WORK TO BE COMPLETED
Locate every line in the material below that contains the word "trampled" and copy each of those lines. Matching is case-sensitive.

LISTING
━━━━━━━━
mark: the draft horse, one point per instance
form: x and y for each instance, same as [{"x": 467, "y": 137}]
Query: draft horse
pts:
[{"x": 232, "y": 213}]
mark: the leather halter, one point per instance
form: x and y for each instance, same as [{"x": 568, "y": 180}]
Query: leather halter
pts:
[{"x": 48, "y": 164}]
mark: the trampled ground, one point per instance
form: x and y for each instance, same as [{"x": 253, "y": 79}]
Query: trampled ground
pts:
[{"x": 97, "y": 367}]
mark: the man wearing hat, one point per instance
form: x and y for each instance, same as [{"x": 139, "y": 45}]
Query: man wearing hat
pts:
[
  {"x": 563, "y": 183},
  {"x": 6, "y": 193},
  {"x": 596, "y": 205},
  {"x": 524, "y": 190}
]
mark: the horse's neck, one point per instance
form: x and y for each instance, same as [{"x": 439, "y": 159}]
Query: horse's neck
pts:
━━━━━━━━
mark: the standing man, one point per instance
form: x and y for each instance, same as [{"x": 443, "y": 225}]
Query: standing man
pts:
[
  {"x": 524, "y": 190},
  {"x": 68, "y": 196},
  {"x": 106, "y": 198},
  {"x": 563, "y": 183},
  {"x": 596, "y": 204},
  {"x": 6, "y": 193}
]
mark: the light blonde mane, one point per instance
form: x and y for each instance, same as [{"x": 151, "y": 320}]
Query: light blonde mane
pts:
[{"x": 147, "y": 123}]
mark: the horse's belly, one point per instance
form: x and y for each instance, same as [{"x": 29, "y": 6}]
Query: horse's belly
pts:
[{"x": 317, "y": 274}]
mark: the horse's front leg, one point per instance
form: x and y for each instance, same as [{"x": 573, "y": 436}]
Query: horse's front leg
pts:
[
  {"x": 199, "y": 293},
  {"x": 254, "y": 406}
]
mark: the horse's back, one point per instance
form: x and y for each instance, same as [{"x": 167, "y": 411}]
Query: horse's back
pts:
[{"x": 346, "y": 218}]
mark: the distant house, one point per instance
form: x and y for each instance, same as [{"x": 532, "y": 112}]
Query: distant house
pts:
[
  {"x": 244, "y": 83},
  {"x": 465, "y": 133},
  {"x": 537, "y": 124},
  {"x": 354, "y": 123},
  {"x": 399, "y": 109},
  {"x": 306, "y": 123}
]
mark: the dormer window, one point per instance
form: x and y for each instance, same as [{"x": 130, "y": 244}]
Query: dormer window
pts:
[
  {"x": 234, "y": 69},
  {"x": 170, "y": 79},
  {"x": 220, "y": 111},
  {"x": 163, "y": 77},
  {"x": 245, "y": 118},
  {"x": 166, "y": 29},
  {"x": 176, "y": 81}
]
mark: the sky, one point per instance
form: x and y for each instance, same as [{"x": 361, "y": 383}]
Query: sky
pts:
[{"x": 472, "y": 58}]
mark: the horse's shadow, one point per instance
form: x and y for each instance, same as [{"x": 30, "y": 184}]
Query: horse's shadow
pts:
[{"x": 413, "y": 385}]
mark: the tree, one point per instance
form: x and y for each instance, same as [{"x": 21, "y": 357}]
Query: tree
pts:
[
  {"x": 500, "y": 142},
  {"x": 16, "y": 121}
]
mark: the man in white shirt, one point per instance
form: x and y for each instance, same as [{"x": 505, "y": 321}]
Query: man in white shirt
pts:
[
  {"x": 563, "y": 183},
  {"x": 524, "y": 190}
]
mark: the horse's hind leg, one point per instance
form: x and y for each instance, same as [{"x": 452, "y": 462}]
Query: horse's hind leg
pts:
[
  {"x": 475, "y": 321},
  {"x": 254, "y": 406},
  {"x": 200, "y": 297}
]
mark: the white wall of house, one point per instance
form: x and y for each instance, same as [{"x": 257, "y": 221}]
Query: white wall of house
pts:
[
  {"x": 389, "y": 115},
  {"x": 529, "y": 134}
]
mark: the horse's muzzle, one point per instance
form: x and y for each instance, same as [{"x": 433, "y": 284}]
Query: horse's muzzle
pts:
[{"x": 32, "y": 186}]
━━━━━━━━
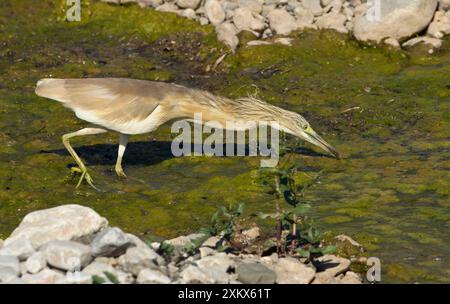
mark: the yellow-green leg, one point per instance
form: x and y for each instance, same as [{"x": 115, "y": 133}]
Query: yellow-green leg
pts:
━━━━━━━━
FINAL RESULT
mark: the trampled ground, one point per instance
Query: trampled ground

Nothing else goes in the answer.